Treatment
Dr. Gershwin compared developing CVID therapies with plugging a leak in a dike: Plug one leak and other leaks may emerge as a result.
“The immune system is very smart. As we know from lupus and the failure of multiple drugs that seemed to have worked in mice; as soon as you put them in a human, you block the pathway you intended to block, but the promiscuous autoimmune response finds another way around that. Then you wind up with autoimmunity through a different route,” he said. Physicians must educate patients so they can quickly seek care for high fevers and other signs of serious infection.
About 80% of patients with CVID have defects in multiple genes, and the long list of culprits includes NFKB1, TNFRSF7 (CD27), PIK3R1 and CD19. As the cost of gene sequencing comes down, physicians may be able to detect these defects quickly and early in life. Dr. Gershwin said, “I believe that there will come a time in America that when a child is born, they’ll get a Social Security number and also an email address, a cell phone number, and get their DNA sequenced.”
In a small number of CVID patients who survived bone marrow or stem cell transplantation, 50% were cured of their immunodeficiencies, while the other half still had various forms of immunodeficiency, said Dr. Gershwin. This finding suggests contributing factors to CVID’s origin may lie outside the hematopoietic system.
Epigenetics may offer clues about loss of tolerance in CVID. In one study, DNA methylation patterns in monozygotic twins were discordant for CVID.
“We do know that as those B cells start to mature, the methylation on those B cells remains hyper compared with normal individuals. There is some inherent defect in methylation status of patients with a common variable,” said Dr. Gershwin.
First-line treatment for CVID is lifelong immunoglobulin replacement, either subcutaneous or intravenous. The most common complications are immune thrombocytopenia and autoimmune hemolytic anemia. Treatments for CVID patients with autoimmunity include an array of immunosuppressants, including biologics.

EXERCISE PROMPT:
List every gene that the passage on CVID treatment names as carrying defects in patients with CVID. The records have no connection to the text on CVID treatment.

Records taken from a dataset:
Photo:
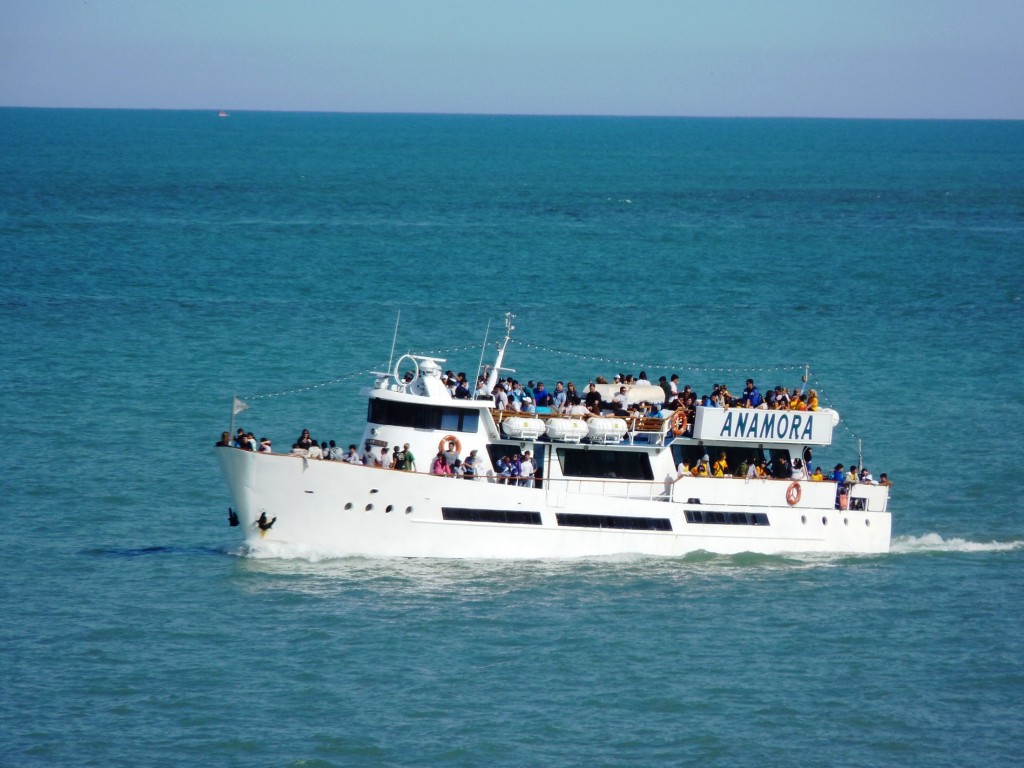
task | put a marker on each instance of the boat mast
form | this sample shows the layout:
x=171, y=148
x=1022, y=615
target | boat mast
x=493, y=376
x=394, y=339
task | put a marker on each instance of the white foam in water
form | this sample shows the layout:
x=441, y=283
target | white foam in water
x=935, y=543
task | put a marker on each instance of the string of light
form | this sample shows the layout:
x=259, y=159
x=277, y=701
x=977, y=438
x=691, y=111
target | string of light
x=639, y=365
x=308, y=387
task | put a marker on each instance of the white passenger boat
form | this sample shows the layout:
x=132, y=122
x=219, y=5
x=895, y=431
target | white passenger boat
x=603, y=486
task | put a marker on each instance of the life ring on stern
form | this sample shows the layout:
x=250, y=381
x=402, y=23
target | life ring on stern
x=679, y=423
x=442, y=445
x=793, y=494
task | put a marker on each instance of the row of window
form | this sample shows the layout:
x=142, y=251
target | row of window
x=615, y=522
x=727, y=518
x=419, y=416
x=514, y=516
x=520, y=517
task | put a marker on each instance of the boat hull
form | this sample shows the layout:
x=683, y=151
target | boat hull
x=339, y=509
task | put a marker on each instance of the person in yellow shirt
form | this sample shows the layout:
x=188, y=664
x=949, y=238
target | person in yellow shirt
x=720, y=467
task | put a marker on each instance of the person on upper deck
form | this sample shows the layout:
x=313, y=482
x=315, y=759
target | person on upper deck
x=439, y=465
x=594, y=399
x=451, y=454
x=621, y=402
x=461, y=387
x=526, y=470
x=305, y=440
x=369, y=460
x=752, y=397
x=721, y=466
x=780, y=466
x=798, y=472
x=470, y=466
x=576, y=408
x=541, y=395
x=558, y=397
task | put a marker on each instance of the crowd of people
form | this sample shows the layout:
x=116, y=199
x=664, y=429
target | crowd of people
x=565, y=399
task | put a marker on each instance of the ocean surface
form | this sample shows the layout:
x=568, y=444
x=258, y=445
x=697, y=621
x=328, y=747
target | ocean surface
x=155, y=263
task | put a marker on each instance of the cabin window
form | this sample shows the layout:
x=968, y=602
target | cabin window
x=418, y=416
x=508, y=516
x=617, y=465
x=613, y=521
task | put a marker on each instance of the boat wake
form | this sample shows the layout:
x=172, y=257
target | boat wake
x=903, y=545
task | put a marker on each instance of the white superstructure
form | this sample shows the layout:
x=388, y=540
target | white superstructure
x=603, y=486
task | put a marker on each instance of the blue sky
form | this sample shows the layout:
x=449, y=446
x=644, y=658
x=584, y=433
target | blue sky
x=875, y=58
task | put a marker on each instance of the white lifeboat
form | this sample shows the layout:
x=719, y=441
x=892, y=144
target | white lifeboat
x=522, y=428
x=566, y=430
x=606, y=430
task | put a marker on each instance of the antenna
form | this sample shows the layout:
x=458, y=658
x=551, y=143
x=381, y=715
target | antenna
x=479, y=366
x=393, y=340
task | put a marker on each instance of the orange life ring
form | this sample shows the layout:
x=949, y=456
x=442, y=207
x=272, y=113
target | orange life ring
x=793, y=494
x=442, y=445
x=679, y=422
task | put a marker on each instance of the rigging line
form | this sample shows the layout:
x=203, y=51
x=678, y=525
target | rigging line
x=306, y=387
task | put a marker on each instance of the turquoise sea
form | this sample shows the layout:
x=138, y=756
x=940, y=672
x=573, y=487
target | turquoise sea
x=155, y=263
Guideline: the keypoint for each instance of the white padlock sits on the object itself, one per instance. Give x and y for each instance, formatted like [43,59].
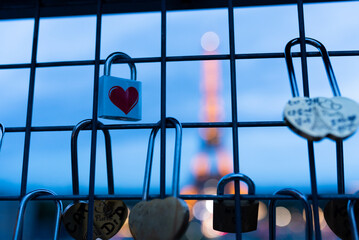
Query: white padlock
[119,98]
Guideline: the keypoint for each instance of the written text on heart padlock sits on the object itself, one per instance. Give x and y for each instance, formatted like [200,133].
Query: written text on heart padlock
[307,208]
[119,98]
[22,208]
[160,219]
[109,215]
[224,214]
[341,216]
[319,117]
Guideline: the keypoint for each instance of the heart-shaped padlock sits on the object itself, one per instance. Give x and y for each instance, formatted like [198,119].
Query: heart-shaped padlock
[160,219]
[109,215]
[119,98]
[308,212]
[316,118]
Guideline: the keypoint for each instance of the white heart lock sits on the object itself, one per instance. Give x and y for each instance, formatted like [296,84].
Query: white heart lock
[316,118]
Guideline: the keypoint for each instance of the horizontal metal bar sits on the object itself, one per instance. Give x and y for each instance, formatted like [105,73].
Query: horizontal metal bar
[184,197]
[179,59]
[10,9]
[151,125]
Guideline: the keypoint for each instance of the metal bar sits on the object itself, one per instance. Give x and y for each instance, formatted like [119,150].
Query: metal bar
[24,9]
[313,178]
[340,167]
[183,196]
[94,122]
[151,125]
[30,102]
[163,99]
[179,59]
[234,119]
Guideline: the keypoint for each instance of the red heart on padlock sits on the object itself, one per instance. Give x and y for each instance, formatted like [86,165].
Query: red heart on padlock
[124,100]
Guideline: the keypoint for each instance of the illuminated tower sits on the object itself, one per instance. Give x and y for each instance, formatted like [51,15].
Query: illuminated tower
[212,160]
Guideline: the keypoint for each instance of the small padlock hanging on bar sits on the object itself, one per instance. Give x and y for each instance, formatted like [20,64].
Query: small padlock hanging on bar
[2,133]
[308,212]
[352,219]
[119,98]
[224,216]
[109,215]
[339,221]
[160,219]
[22,208]
[316,118]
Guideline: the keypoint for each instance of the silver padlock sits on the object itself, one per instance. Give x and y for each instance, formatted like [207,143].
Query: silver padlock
[109,215]
[119,98]
[308,211]
[21,213]
[160,219]
[224,217]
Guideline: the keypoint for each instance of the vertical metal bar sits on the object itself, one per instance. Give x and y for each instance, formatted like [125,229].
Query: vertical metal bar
[30,102]
[340,167]
[313,178]
[163,99]
[234,117]
[94,122]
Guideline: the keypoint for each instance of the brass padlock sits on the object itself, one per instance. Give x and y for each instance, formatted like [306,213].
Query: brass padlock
[224,217]
[22,208]
[109,215]
[308,212]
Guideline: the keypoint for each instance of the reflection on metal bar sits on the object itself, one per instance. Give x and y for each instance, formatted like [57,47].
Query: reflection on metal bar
[179,59]
[30,101]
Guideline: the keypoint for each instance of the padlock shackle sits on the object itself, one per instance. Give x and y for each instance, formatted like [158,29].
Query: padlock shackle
[232,177]
[2,133]
[326,61]
[22,207]
[177,158]
[119,55]
[352,220]
[297,195]
[74,156]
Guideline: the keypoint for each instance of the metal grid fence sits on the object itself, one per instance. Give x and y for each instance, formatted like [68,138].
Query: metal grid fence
[234,124]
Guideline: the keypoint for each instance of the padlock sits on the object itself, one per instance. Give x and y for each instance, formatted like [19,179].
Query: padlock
[352,219]
[337,217]
[160,219]
[119,98]
[224,216]
[308,212]
[2,132]
[109,215]
[316,118]
[22,208]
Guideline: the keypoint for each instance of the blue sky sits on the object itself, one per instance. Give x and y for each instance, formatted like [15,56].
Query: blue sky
[63,95]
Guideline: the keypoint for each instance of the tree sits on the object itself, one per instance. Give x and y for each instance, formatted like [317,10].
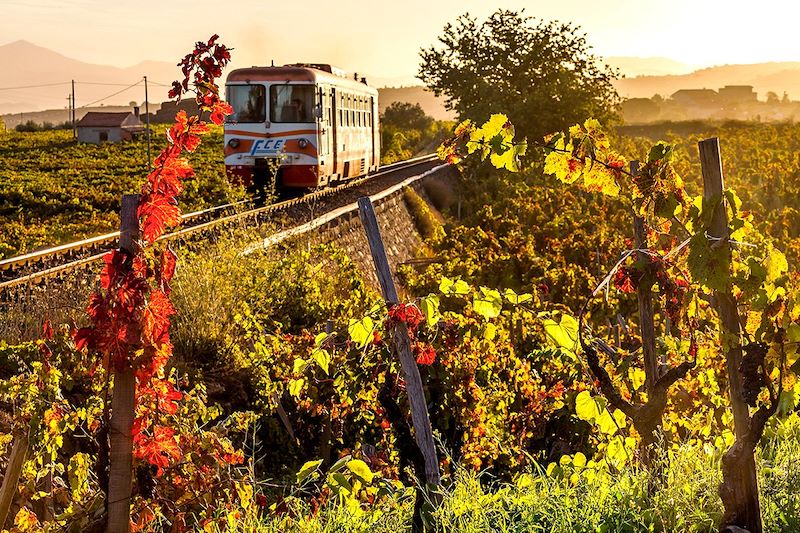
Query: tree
[541,73]
[405,115]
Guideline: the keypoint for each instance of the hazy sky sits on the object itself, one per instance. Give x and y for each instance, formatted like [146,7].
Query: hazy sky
[382,38]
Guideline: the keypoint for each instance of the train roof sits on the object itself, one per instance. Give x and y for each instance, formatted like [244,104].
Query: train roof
[299,73]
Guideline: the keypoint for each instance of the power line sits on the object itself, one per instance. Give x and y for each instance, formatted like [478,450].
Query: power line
[34,86]
[99,83]
[111,95]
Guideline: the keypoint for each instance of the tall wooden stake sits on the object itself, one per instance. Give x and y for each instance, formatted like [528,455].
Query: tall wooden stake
[645,297]
[147,119]
[120,473]
[739,488]
[402,345]
[74,126]
[11,478]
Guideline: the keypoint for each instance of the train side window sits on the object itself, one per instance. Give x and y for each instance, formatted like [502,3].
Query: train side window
[292,103]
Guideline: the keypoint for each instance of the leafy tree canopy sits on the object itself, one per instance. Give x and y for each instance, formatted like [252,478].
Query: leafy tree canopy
[541,73]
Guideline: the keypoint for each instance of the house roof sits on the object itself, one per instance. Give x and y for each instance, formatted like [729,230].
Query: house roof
[108,120]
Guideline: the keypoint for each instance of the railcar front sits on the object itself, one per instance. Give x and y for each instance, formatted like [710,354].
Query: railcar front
[272,135]
[299,126]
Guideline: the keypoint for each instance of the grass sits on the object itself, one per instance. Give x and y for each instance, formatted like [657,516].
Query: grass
[424,218]
[578,501]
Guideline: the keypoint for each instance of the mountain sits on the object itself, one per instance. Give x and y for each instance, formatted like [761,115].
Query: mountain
[25,64]
[776,77]
[647,66]
[432,105]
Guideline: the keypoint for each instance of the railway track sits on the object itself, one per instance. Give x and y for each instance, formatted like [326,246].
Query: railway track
[37,267]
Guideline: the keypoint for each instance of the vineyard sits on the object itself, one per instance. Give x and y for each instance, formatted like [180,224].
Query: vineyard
[56,191]
[602,337]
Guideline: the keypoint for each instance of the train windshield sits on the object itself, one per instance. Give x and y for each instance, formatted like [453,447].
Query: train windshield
[249,103]
[291,103]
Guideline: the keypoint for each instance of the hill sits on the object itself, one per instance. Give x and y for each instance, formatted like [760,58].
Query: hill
[647,66]
[432,105]
[25,65]
[776,77]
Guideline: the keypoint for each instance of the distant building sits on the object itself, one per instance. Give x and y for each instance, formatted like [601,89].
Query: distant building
[638,110]
[695,97]
[737,94]
[97,127]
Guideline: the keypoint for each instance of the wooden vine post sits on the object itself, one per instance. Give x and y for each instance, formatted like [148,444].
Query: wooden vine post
[652,369]
[123,403]
[739,489]
[402,345]
[11,478]
[644,296]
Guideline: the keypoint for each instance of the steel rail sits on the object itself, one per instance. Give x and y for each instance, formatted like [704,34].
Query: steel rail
[102,243]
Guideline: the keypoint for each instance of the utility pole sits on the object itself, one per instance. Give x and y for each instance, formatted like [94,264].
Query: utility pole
[147,119]
[74,128]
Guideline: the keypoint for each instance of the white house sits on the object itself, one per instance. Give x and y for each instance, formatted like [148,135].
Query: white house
[97,127]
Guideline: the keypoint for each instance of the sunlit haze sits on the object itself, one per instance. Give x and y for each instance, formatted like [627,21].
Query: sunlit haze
[382,39]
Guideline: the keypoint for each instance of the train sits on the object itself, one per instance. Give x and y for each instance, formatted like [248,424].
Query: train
[299,126]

SOLUTION TO THIS TASK:
NFKB1, TNFRSF7 (CD27), PIK3R1, CD19